Top of STUDY MATERIAL

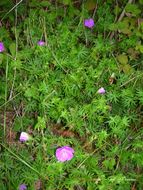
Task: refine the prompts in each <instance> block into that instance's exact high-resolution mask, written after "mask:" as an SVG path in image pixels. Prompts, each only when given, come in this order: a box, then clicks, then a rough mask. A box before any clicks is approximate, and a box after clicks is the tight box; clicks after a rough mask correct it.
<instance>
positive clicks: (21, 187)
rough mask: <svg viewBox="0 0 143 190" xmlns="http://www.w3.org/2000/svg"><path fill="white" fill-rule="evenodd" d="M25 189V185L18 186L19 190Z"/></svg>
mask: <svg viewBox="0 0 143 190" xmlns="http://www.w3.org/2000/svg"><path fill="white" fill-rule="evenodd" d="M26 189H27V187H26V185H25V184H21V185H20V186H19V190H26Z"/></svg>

Bottom of STUDY MATERIAL
Top of STUDY MATERIAL

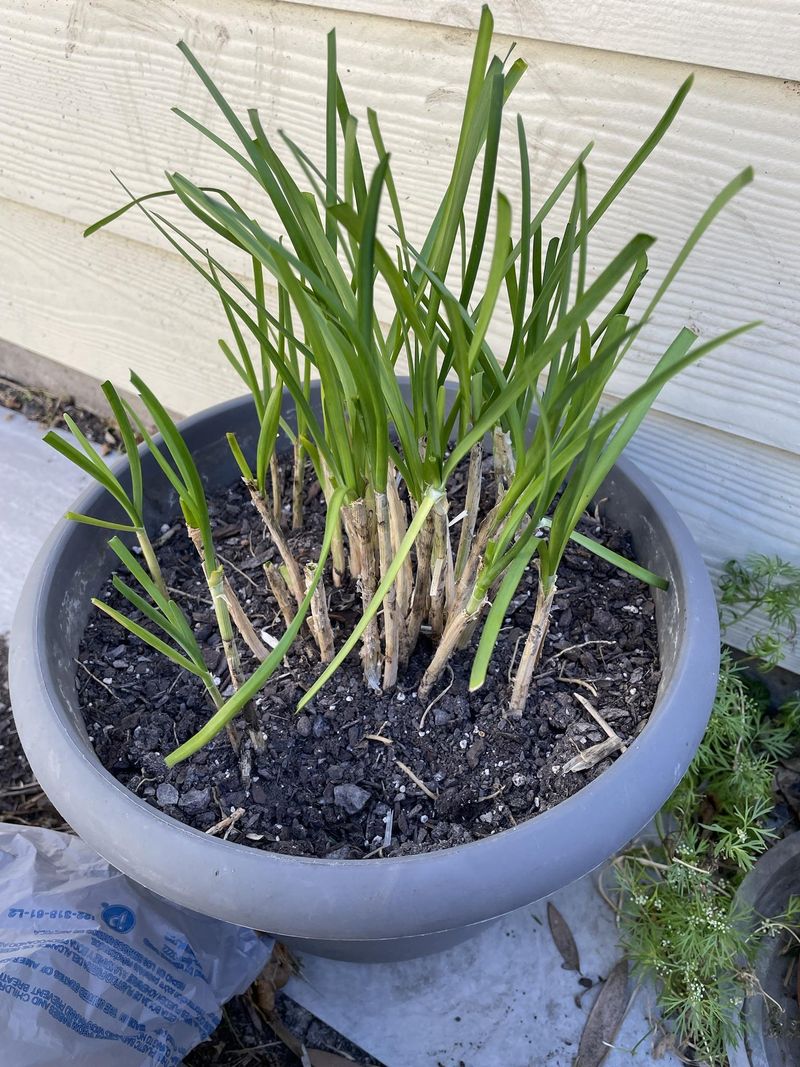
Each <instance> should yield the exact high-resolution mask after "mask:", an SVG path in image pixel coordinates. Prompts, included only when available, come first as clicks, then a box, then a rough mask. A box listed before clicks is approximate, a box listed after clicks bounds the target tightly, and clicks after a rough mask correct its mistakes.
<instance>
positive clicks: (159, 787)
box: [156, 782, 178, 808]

Bottom of STUDY MATERIAL

**WHAT TO DO**. How many lines in the two blocks above contain the string "instance", matching case exactly? Reply with the number alone.

**PROBLEM SOLUTION**. 4